>> BEGIN Exercise materials

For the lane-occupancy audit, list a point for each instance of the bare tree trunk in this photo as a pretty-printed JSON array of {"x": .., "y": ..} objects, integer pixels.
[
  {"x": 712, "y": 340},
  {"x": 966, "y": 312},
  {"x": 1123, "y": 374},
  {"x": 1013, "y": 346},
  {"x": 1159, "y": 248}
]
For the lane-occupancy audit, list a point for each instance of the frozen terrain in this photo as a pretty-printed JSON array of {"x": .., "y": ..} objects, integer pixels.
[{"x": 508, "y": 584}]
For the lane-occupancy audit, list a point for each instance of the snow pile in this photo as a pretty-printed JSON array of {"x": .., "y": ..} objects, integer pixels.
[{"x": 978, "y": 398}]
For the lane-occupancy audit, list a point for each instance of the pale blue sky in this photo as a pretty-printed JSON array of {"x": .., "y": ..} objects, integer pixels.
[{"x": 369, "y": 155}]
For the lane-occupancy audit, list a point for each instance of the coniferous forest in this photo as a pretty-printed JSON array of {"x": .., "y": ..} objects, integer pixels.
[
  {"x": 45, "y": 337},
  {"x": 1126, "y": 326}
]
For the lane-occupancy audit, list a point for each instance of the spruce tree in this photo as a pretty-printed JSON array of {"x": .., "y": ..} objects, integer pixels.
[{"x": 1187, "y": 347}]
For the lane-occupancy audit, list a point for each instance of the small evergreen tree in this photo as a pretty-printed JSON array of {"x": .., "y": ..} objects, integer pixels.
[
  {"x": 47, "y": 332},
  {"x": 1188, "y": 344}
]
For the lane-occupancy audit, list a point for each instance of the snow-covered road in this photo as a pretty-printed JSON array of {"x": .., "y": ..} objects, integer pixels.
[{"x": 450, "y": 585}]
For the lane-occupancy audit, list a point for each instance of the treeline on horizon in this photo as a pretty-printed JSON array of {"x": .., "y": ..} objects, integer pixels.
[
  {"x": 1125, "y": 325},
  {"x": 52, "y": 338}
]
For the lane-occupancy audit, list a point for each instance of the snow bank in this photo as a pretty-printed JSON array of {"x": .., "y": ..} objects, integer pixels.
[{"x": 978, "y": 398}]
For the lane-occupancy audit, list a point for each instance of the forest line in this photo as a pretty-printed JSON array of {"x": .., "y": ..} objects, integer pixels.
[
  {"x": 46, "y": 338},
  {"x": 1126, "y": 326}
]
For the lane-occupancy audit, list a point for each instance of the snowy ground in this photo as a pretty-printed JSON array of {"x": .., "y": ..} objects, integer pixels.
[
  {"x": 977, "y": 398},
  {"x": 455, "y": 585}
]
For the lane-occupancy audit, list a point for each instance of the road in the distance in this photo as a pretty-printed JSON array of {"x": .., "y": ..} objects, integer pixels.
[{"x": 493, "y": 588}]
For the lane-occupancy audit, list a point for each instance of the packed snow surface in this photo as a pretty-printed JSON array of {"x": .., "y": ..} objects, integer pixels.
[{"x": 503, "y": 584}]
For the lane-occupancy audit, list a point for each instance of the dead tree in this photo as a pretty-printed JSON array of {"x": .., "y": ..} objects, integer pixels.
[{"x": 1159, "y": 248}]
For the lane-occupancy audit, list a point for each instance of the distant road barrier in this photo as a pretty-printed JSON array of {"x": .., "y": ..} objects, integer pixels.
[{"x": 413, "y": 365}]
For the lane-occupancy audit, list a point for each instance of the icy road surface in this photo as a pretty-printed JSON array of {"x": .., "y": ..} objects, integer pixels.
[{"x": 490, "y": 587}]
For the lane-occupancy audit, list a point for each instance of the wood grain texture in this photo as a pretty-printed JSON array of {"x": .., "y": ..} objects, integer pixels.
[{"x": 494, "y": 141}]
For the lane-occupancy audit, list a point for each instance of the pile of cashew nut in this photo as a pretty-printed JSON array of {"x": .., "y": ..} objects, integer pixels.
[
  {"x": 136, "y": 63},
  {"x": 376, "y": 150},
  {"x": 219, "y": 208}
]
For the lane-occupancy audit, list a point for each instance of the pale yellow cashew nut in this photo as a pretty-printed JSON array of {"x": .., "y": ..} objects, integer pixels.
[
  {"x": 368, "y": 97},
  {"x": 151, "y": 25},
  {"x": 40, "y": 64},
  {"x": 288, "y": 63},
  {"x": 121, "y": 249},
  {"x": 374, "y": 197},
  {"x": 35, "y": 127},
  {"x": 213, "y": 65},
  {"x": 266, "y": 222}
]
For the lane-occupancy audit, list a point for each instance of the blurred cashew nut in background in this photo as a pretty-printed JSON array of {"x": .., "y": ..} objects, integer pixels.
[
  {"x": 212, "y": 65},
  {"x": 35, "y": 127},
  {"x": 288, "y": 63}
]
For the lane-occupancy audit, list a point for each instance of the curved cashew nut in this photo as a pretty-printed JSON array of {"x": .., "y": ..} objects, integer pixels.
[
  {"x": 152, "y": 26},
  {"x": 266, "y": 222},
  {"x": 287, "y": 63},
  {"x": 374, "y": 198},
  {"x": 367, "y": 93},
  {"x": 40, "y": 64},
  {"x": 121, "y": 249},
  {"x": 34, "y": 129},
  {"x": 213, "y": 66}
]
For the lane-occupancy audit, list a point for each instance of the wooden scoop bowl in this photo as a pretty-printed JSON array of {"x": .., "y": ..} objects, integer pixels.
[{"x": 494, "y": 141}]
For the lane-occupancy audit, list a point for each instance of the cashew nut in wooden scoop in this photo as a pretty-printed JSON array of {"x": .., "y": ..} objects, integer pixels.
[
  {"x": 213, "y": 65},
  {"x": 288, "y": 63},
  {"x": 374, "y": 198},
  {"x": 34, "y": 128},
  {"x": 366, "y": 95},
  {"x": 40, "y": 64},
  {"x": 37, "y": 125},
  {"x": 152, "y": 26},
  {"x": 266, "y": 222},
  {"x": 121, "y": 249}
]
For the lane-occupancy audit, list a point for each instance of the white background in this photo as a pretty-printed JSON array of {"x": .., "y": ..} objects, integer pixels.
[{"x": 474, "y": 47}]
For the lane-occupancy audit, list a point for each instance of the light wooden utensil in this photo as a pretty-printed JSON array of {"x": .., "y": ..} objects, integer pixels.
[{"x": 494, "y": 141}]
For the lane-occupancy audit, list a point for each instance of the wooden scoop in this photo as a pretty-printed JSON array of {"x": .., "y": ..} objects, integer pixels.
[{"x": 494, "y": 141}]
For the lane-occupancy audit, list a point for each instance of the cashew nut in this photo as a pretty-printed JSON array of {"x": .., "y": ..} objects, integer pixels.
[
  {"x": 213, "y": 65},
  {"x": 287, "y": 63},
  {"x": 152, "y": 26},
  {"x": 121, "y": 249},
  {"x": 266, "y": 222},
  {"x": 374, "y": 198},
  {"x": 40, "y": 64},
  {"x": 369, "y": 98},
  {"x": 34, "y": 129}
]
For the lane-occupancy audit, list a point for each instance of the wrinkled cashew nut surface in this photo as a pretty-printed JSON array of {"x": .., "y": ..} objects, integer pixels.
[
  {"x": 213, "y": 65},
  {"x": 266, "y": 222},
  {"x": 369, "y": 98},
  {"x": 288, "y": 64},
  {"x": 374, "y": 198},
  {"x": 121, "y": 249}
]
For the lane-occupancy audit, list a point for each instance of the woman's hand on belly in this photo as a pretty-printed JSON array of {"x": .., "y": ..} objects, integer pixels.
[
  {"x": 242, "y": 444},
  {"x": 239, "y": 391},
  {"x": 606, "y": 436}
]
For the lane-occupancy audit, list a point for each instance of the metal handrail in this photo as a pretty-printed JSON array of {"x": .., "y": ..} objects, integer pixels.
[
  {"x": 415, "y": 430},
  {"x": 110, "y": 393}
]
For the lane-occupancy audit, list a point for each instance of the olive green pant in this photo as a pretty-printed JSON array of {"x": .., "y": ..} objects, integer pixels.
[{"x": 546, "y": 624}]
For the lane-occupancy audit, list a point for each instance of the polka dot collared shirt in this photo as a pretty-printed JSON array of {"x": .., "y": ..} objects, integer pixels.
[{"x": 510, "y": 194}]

>> END Exercise materials

Repeat, with no changes, each line from the one with "of the metal" to the end of the listing, including both ends and nothing else.

For the lane-occupancy audit, list a point for each instance of the metal handrail in this photo as a pretty-printed JSON array of {"x": .., "y": ..} objects, integer pixels.
[
  {"x": 415, "y": 430},
  {"x": 110, "y": 393}
]
For the lane-occupancy audit, list a point for each instance of the olive green pant in this photo as a pretty-printed JSON array of {"x": .., "y": ..} objects, integer pixels.
[{"x": 546, "y": 624}]
For the lane-occupancy audit, list a point for each instance of the polka dot collared shirt in this photo as a pretty-printed JSON array of {"x": .., "y": ..} objects, integer pixels.
[{"x": 510, "y": 194}]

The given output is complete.